• [SUPPLIED TEXT]:
..............................

This morning I was reading (in Kornfield's The Wise Heart) about the value of meditating on images and symbols. So as I began processing more of the images from Italy -- I'm almost done with Verona, so if my wrist holds out they should all be up on my website in a day or two -- I was keeping an eye out for statues that might speak to me.
Interestingly enough, it turns out that in the war between the papist Guelphs and the imperialist Ghibellines of Italy, the Veronese were Ghibellines, and the statues in Verona definitely convey their skepticism about religious matters. So instead of being inspired by the madonnas that are everywhere you look in cities like Rome and Venice, I find these guys, who appear to be recommending temperance and caution.
"You might want to reconsider that," says the first. "Are you sure that's the course of action you should pursue?" queries the second. I like it: it's a questioning spirit, not unlike Bill Maher in his movie, Religulous. He never actually says there is no God; he makes no claim to be an atheist. He just doesn't KNOW, and he's wary of empty pronouncements.
So why are these guys speaking to me this morning? I think I'm hearing echoes of yesterday's post about the chosen vessel. Perhaps one of the ways we bring the Divine into the world is by continuing to question and evaluate. I don't know about you, but it seems to me that any time I make a definitive pronouncement I immediately run up against a counter example.
Which doesn't mean that I have no core values or beliefs: clearly I do. But one of those core beliefs is something I learned growing up in Ohio: the Ohio state motto is "With God all things are possible." And if I really believe that, I have to also accept that change is inevitable, and any assumptions I may make can be overturned in an instant.

..............................

• [SUPPLIED INFORMATION]:
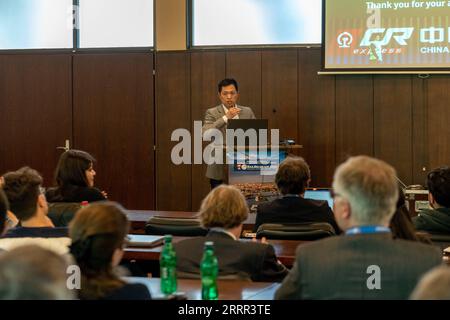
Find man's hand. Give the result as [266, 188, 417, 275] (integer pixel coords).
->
[225, 107, 241, 119]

..............................

• [APPLY WHAT YOU READ]:
A. Answer these from the post about the Verona statues:
(i) What book was the writer reading this morning?
(ii) In the war between the Guelphs and the Ghibellines, which side were the Veronese on?
(iii) What is the Ohio state motto?
B. Pick up the post about the Verona statues after its last sentence and keep writing it.
The lines above aren't needed for any of this.

• [TASK-BY-TASK ANSWERS]:
A.
(i) Kornfield's The Wise Heart.
(ii) The Ghibellines.
(iii) "With God all things are possible."

B.
A life lived in this space, open to all those possibilities, becomes a bit of a dance, or perhaps, to put it another way, you need to keep your sealegs. At any moment the floor beneath you may begin to shake, the rug may get pulled out, the foundations may begin to rock. You have to stay flexible to survive.
Which probably explains why, though my faith definitely went through a fundamentalist stage, I didn't linger there for long. Too much certainty for me: I guess I prefer to leave the certainty to God; it seems presumptuous to assume I know all the answers.
Which makes me smile and think of my friend Althea's blog, which is currently inactive while she finishes her novel and recovers from hip surgery. Her byline holds the essence of today's post: "No answers, but I love the questions." Which may or may not be directly related to these wonderful lines from Rainer Maria Rilke's Letters to a Young Poet:
Have patience with everything that remains unsolved in your heart. Try to love the questions themselves, like locked rooms and like books written in a foreign language. Do not now look for the answers. They cannot now be given to you because you could not live them. It is a question of experiencing everything. At present you need to live the question. Perhaps you will gradually, without even noticing it, find yourself experiencing the answer, some distant day.